**WHAT YOU SHOULD DO**
From the line with "of the blue" through the final line, transcribe the material below character for character; include no other lines.

(Records from a data collection)
Start
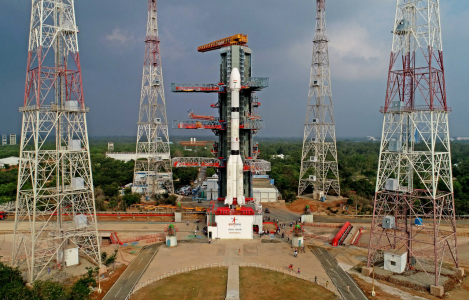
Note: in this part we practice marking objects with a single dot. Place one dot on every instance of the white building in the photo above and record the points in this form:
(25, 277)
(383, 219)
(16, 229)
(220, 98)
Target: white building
(266, 194)
(128, 156)
(12, 161)
(234, 226)
(395, 260)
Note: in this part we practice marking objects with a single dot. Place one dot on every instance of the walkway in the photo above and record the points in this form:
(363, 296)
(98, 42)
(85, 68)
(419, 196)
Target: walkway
(122, 287)
(338, 276)
(232, 286)
(235, 252)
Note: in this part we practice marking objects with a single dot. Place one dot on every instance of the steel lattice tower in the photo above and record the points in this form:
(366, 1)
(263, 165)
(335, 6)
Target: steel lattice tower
(414, 174)
(153, 163)
(55, 208)
(319, 167)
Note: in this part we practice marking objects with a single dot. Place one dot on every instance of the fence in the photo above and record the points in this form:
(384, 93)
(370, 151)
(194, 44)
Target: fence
(206, 266)
(323, 225)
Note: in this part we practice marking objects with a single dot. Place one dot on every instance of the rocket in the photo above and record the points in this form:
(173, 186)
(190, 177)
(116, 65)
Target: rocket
(234, 168)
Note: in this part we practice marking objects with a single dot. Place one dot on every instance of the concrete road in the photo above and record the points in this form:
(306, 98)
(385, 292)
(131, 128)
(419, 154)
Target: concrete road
(130, 277)
(338, 276)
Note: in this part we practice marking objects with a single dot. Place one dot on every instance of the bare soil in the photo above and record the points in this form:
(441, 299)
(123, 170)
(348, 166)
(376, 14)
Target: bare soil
(108, 282)
(261, 284)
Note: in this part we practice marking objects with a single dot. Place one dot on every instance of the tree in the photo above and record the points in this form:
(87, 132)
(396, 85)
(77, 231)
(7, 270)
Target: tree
(130, 199)
(81, 290)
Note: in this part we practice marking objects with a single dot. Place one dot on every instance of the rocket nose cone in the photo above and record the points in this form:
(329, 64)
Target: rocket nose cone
(235, 79)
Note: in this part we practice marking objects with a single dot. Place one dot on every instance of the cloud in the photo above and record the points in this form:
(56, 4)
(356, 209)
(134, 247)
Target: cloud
(120, 37)
(354, 55)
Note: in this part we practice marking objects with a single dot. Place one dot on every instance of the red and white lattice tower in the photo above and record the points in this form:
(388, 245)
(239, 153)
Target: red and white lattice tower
(414, 205)
(153, 172)
(55, 208)
(319, 167)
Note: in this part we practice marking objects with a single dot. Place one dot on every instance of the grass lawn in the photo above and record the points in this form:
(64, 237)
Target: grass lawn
(261, 284)
(206, 284)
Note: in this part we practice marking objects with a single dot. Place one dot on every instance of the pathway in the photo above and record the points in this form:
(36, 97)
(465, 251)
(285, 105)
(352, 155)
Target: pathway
(122, 287)
(338, 276)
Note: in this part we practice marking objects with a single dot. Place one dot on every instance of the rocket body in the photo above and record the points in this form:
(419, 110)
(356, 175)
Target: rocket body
(235, 182)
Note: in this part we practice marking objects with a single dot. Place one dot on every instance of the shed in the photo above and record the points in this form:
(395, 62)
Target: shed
(395, 260)
(266, 194)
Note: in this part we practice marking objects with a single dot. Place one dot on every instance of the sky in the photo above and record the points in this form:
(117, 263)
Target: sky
(111, 42)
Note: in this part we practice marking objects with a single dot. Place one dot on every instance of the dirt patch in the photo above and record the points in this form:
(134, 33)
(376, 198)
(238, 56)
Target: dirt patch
(108, 282)
(367, 288)
(206, 284)
(261, 284)
(299, 205)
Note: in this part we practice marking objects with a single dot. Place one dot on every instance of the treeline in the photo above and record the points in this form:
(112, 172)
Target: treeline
(358, 164)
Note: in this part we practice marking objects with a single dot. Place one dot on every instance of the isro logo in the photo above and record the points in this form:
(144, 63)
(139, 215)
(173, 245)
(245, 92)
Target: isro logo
(233, 222)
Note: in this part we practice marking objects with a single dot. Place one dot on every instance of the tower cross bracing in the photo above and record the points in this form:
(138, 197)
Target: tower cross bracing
(153, 171)
(414, 181)
(319, 167)
(55, 208)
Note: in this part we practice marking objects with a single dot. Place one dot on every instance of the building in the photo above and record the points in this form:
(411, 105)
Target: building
(12, 139)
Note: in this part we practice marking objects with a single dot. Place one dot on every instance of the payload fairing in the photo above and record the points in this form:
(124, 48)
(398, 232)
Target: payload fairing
(235, 188)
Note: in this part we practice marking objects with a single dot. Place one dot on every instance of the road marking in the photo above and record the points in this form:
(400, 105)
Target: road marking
(118, 292)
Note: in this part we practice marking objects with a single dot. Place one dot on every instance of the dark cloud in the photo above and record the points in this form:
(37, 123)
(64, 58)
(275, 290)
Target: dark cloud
(280, 33)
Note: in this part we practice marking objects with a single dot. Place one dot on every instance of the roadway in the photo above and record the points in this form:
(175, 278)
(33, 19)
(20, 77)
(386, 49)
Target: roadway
(129, 278)
(338, 276)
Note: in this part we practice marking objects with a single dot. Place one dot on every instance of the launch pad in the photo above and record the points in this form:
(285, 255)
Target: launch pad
(236, 214)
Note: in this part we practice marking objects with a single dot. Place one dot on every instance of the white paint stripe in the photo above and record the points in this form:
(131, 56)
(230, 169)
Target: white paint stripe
(118, 292)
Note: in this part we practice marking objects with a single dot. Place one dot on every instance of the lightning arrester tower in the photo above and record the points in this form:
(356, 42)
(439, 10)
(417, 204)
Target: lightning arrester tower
(153, 169)
(319, 167)
(55, 208)
(414, 205)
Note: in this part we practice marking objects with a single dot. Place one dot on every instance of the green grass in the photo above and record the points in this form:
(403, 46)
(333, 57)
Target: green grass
(205, 284)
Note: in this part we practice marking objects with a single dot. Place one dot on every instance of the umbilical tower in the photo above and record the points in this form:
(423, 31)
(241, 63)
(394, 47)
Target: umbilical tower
(414, 203)
(153, 171)
(55, 208)
(319, 167)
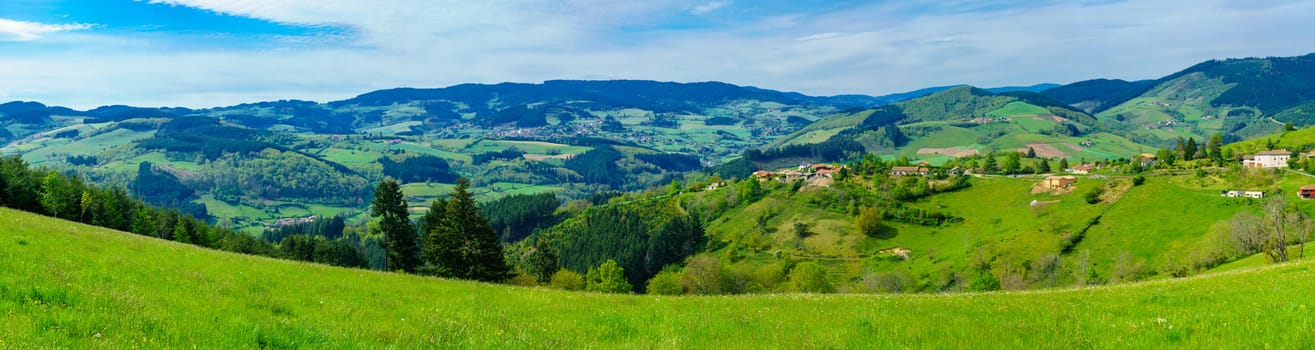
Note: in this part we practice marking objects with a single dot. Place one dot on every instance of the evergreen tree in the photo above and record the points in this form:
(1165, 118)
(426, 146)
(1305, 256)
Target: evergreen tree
(143, 223)
(1214, 145)
(400, 237)
(1011, 163)
(542, 262)
(1189, 150)
(609, 278)
(463, 244)
(180, 233)
(990, 163)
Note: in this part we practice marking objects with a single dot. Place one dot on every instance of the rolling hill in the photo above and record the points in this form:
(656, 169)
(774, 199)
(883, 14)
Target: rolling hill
(1238, 98)
(963, 121)
(72, 286)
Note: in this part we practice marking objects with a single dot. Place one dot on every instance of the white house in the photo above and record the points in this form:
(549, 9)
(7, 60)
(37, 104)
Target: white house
(1274, 158)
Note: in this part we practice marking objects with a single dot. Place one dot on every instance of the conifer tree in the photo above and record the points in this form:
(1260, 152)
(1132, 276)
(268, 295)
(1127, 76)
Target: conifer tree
(609, 278)
(143, 223)
(180, 233)
(400, 237)
(463, 244)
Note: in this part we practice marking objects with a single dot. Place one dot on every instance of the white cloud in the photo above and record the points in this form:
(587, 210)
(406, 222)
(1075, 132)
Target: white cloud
(871, 49)
(709, 7)
(20, 30)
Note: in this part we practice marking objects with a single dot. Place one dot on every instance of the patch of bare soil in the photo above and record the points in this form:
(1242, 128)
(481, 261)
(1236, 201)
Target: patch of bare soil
(951, 151)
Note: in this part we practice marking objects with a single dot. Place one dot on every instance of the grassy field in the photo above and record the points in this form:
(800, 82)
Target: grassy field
(74, 286)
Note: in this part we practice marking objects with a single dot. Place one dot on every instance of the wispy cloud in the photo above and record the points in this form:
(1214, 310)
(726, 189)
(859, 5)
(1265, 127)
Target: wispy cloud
(709, 7)
(20, 30)
(817, 48)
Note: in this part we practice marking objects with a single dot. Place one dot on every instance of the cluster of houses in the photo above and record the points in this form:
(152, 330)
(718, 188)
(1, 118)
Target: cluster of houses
(292, 221)
(804, 173)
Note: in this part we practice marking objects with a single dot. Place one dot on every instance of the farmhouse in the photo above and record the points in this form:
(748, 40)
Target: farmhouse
(1306, 191)
(1059, 182)
(1146, 159)
(906, 171)
(1243, 194)
(1082, 169)
(1274, 158)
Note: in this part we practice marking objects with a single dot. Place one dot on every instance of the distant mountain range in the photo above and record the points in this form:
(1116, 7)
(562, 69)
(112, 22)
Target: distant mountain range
(629, 134)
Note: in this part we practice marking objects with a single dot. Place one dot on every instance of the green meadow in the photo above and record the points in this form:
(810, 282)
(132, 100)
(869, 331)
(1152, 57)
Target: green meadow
(72, 286)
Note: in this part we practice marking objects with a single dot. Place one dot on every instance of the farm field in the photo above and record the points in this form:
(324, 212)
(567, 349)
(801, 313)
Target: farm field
(74, 286)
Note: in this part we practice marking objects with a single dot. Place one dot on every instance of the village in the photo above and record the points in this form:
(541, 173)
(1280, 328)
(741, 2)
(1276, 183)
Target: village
(825, 174)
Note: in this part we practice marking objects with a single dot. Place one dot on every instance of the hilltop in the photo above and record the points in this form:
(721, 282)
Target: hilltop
(964, 121)
(105, 288)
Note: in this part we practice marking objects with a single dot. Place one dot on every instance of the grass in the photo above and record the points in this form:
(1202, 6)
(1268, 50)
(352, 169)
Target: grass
(1018, 108)
(72, 286)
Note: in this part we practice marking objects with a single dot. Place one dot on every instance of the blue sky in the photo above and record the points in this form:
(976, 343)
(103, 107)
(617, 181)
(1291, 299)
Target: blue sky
(208, 53)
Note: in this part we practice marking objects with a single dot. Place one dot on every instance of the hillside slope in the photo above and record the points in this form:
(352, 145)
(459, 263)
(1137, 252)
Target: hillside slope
(74, 286)
(963, 121)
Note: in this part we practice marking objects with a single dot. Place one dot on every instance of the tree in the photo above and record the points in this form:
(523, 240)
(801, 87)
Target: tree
(809, 278)
(400, 237)
(58, 196)
(868, 221)
(1189, 150)
(609, 278)
(801, 229)
(1011, 163)
(542, 262)
(567, 280)
(1214, 145)
(180, 233)
(143, 223)
(463, 244)
(990, 163)
(666, 283)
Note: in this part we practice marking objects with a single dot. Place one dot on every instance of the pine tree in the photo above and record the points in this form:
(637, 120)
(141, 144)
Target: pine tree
(1189, 150)
(462, 244)
(180, 233)
(542, 262)
(609, 278)
(1214, 145)
(391, 207)
(143, 223)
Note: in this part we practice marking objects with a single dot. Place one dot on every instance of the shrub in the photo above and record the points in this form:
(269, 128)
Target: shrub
(567, 280)
(810, 278)
(1094, 195)
(666, 283)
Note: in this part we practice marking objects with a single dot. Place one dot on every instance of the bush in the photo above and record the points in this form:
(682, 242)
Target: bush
(810, 278)
(1094, 195)
(666, 283)
(567, 280)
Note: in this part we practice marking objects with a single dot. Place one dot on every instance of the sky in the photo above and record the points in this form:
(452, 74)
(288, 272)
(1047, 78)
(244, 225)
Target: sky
(212, 53)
End
**WRITTEN REPLY**
Note: in this part we practice marking objects with a single dot. Place one dot on every instance of the blue sky in the photo above and record the points in this form:
(976, 343)
(103, 107)
(617, 181)
(1291, 299)
Target: blue sky
(208, 53)
Note: in this part we practice marking objects with a single dot. Place one dot on every instance of the hillside slope in the photo above and record the points in this form:
(352, 145)
(459, 263)
(1137, 252)
Target: hillside slope
(74, 286)
(963, 121)
Note: in this part we practice marking objects with a single dot. Place one dot on every instance of the tree in the photo above and record the points in this form:
(523, 240)
(801, 87)
Target: tree
(809, 278)
(400, 237)
(58, 196)
(868, 221)
(1189, 150)
(609, 278)
(801, 229)
(1011, 163)
(542, 262)
(567, 280)
(1214, 145)
(180, 233)
(143, 223)
(463, 244)
(990, 163)
(666, 283)
Note: in this part we practice marking objects with a single dot. Place one dot on every instance of the pine tree in the photo above and record the points in this form:
(637, 120)
(141, 144)
Target: pine tree
(1189, 150)
(462, 244)
(180, 233)
(542, 262)
(609, 278)
(1214, 145)
(391, 207)
(143, 223)
Note: in this part we practice marking objects with a single dot. Place one dot on every instance of the shrub in the photo above and record the points in this form:
(269, 128)
Target: shrub
(567, 280)
(810, 278)
(1094, 195)
(666, 283)
Note: in this part we practice marking objects with a single dot. Place one dot on every instance of the bush in the photo above and record the points in this form:
(682, 242)
Target: bush
(810, 278)
(1094, 195)
(666, 283)
(567, 280)
Note: in this part we practice marking objects with a single dot. Place one dot on every instance of the sky in the photo above and record the points in this form:
(452, 74)
(288, 272)
(1047, 78)
(244, 225)
Target: sky
(212, 53)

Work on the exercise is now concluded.